[Excerpts of labeled region data]
++++
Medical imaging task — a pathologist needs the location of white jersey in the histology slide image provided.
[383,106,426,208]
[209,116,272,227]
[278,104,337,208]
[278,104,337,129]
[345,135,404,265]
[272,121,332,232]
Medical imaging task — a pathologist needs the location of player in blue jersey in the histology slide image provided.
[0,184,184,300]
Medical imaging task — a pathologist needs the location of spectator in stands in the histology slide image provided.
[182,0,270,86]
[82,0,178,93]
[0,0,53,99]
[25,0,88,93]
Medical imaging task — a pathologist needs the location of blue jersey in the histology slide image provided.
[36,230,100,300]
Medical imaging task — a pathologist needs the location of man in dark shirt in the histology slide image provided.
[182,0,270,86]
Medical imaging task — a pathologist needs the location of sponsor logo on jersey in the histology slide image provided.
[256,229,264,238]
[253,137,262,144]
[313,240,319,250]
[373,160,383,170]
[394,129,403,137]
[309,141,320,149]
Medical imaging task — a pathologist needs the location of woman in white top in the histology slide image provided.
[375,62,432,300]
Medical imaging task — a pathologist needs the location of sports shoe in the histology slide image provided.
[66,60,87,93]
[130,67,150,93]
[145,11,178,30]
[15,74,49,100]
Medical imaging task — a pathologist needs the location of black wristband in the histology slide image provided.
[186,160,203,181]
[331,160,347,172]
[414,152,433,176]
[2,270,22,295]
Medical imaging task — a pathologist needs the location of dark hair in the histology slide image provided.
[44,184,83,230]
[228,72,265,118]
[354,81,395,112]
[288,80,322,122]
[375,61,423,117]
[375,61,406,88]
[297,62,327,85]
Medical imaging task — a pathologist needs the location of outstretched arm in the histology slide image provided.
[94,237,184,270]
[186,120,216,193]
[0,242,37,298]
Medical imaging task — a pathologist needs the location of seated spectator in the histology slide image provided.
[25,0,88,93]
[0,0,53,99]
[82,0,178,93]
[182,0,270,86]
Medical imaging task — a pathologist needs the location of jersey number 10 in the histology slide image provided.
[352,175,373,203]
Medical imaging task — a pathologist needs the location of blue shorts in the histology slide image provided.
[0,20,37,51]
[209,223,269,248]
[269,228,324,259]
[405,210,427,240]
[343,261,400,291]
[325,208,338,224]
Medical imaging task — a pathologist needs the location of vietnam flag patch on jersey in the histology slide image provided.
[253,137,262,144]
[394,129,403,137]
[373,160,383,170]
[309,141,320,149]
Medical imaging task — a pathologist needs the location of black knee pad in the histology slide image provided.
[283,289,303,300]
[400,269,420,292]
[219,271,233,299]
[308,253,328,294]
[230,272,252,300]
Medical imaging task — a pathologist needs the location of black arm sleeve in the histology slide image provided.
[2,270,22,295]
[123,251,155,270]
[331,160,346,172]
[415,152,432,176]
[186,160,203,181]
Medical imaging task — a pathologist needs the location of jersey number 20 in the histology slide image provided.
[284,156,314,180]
++++
Given task: Gather every row above that contains the word "blue" and copy each one out in full.

Output below:
Medical imaging task — a pathologist needs the location of player in blue jersey in the histology slide image provided.
Medical imaging task — a pathologist needs the location of blue jersey in the histology slide image provided.
Medical imaging task — a pathologist needs the location of blue shorts in the histology slide image provided.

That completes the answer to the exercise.